(Task) From the entries that follow, reproduce exactly and only the lines from the line with "tree using the picture above." to the line with "license plate using the picture above.", endpoints included.

(Records supplied)
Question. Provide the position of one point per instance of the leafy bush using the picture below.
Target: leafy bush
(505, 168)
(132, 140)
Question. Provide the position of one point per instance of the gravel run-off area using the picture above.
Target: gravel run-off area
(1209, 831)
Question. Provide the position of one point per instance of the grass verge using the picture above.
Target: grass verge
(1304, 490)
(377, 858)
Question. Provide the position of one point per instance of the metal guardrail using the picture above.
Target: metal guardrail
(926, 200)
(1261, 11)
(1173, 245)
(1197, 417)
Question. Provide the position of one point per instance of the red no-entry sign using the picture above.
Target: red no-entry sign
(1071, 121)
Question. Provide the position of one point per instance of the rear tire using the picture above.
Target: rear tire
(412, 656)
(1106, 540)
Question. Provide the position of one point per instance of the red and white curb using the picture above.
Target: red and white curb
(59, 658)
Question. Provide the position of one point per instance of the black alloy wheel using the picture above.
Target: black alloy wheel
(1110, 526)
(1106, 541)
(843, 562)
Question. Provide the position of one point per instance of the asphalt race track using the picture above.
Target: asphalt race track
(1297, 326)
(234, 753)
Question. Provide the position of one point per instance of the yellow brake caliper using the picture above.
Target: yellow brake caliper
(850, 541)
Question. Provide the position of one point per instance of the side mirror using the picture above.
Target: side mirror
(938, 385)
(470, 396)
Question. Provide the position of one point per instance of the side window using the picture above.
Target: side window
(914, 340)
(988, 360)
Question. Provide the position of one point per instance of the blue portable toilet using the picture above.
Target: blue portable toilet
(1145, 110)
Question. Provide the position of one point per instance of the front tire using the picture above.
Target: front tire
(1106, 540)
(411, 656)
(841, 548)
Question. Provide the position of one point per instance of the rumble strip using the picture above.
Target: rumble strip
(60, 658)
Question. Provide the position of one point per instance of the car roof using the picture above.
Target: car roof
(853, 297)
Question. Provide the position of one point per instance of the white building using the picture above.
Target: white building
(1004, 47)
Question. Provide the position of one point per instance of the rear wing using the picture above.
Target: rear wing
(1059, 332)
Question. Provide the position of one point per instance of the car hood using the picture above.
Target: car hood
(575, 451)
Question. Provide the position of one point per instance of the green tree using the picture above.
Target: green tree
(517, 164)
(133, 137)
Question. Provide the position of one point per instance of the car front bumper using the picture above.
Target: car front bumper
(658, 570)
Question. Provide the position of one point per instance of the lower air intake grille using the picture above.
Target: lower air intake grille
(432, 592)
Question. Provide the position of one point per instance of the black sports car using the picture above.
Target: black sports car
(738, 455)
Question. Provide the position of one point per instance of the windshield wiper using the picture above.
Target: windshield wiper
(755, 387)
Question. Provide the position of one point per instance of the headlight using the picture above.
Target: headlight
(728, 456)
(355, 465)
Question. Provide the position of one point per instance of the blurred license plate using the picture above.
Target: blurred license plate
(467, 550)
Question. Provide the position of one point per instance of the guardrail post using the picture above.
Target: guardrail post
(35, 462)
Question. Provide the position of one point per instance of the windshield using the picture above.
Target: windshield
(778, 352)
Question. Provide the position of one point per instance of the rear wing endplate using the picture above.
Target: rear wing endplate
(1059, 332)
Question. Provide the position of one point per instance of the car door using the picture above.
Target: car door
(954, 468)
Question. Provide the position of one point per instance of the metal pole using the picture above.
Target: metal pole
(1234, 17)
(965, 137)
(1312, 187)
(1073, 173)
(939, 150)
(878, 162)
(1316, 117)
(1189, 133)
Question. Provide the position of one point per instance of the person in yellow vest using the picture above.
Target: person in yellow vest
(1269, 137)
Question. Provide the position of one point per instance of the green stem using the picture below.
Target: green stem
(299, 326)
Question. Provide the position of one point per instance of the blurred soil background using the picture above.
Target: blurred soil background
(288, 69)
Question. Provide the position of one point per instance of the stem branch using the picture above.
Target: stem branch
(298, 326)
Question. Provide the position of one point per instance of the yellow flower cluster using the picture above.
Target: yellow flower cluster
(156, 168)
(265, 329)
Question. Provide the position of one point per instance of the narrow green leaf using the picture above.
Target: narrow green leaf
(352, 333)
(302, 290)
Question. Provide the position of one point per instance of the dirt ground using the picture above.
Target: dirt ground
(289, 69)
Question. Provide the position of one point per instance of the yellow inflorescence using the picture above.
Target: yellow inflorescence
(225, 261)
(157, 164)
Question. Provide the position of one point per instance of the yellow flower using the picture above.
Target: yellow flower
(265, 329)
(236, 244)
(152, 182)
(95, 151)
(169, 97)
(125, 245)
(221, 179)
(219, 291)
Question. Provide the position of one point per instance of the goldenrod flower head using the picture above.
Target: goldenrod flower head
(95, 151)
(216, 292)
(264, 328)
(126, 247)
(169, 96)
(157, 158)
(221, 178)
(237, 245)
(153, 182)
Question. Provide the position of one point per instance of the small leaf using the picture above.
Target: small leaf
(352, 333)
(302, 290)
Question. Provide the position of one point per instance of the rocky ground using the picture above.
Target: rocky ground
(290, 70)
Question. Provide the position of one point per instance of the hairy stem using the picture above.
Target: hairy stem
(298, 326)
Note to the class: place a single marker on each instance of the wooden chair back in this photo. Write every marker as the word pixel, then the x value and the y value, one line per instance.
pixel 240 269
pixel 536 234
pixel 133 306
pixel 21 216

(Exercise output)
Question. Provide the position of one point per instance of the green tree using the picture above.
Target: green tree
(517, 164)
(133, 137)
Question. Provide the position of one point per instance of the car front bumper using the picture above.
Target: car front bumper
(658, 570)
Question. Provide the position of one point per instance of the lower air intake grille using the picture above.
Target: lower air intake grille
(432, 592)
Question. Provide the position of one point per instance of the black sports car using the picture above.
Target: black sports car
(738, 455)
Question. Provide the position of one point per instance of the windshield wiper using the picture above.
Target: windshield wiper
(755, 387)
Question. Provide the position of one point per instance of the headlight using the picture above.
Target: headlight
(728, 456)
(355, 465)
Question. Provide the position of one point per instance of the blurred license plate using the picture above.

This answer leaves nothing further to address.